**GIVEN TASK:** Rescale the stretch of the records from the line containing "trim in the picture above?" through the end of the records, both ends included, and give only those lines. Reproduce every line, requests included, with each coordinate in the answers multiplied by 1.1 and rounded to a whole number, halves rounding up.

**RECORD LIST:**
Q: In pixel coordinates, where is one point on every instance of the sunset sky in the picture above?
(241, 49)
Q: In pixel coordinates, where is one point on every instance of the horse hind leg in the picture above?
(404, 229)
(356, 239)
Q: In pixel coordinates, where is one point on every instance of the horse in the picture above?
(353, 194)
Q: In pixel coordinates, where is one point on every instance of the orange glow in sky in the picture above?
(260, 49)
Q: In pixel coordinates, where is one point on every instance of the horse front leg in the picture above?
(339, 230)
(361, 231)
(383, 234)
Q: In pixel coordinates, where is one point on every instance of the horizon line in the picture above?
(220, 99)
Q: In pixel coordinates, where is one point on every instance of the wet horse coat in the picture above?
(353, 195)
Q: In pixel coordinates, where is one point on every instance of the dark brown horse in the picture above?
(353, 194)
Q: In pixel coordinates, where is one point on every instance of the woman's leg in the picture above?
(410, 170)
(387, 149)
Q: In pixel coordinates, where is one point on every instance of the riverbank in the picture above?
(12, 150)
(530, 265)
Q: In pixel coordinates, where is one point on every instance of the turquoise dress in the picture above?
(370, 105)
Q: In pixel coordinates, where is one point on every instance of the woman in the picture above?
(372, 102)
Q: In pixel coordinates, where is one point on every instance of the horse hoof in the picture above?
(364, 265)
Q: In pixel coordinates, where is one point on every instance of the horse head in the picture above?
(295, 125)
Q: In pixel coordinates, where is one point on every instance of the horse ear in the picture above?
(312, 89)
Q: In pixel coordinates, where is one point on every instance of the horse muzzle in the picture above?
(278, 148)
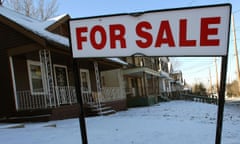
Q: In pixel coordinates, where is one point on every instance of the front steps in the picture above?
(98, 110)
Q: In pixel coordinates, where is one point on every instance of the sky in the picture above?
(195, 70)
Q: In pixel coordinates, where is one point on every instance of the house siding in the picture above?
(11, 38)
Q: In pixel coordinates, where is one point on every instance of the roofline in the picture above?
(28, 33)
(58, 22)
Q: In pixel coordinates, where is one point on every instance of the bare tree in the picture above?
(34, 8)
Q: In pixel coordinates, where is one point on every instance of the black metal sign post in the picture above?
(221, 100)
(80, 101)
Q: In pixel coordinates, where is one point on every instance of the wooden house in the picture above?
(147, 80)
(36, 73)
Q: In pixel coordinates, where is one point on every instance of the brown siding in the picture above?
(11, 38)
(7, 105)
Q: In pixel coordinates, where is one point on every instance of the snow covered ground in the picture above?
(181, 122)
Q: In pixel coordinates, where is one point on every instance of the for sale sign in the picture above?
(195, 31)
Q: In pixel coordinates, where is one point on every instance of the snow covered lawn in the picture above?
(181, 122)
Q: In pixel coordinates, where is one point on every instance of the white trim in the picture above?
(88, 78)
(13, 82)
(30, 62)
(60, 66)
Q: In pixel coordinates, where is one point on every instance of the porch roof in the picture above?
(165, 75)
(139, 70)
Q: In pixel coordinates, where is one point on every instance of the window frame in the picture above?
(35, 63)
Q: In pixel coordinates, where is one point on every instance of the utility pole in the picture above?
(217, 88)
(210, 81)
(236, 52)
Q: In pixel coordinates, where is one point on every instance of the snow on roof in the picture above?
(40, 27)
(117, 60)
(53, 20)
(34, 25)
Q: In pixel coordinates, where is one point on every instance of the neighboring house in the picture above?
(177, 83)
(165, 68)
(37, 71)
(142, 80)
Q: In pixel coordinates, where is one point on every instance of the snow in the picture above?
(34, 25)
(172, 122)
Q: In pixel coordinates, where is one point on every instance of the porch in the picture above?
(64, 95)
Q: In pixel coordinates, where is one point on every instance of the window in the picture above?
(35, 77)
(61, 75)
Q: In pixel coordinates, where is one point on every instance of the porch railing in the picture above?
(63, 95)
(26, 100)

**FINAL RESULT:**
Q: In pixel coordinates, where is one point on every instance of the white trim in the picture above?
(97, 86)
(14, 90)
(33, 68)
(66, 73)
Q: In pixel coordinates, where is one point on every instance of the porch roof in the picture above?
(182, 83)
(153, 77)
Q: In pixel coordinates, where is one point on every instance of the window frame in the picture above?
(39, 69)
Q: In pixel coordinates, where is one point on every instance of the utility pole in the picture above?
(239, 97)
(231, 89)
(260, 57)
Q: In pixel coordinates, where is one point on every instance of the snow on roof in the picture above?
(44, 30)
(129, 66)
(58, 22)
(37, 28)
Q: In pixel coordinates, where is one point on every instance of the neighboring house in the picture above?
(195, 91)
(182, 75)
(41, 78)
(156, 88)
Q: In pixel coordinates, where is one point on every instance of the snow in the picture above?
(37, 28)
(189, 134)
Q: In pixel coordinates, where is one point on every instance of the porch in the picture above?
(70, 105)
Q: In pixel coordinates, where is one point on every instance of the window in the picture above?
(39, 85)
(67, 83)
Q: In pixel coordinates, where is one point on every instance of the porch railing in the picture above?
(69, 105)
(29, 110)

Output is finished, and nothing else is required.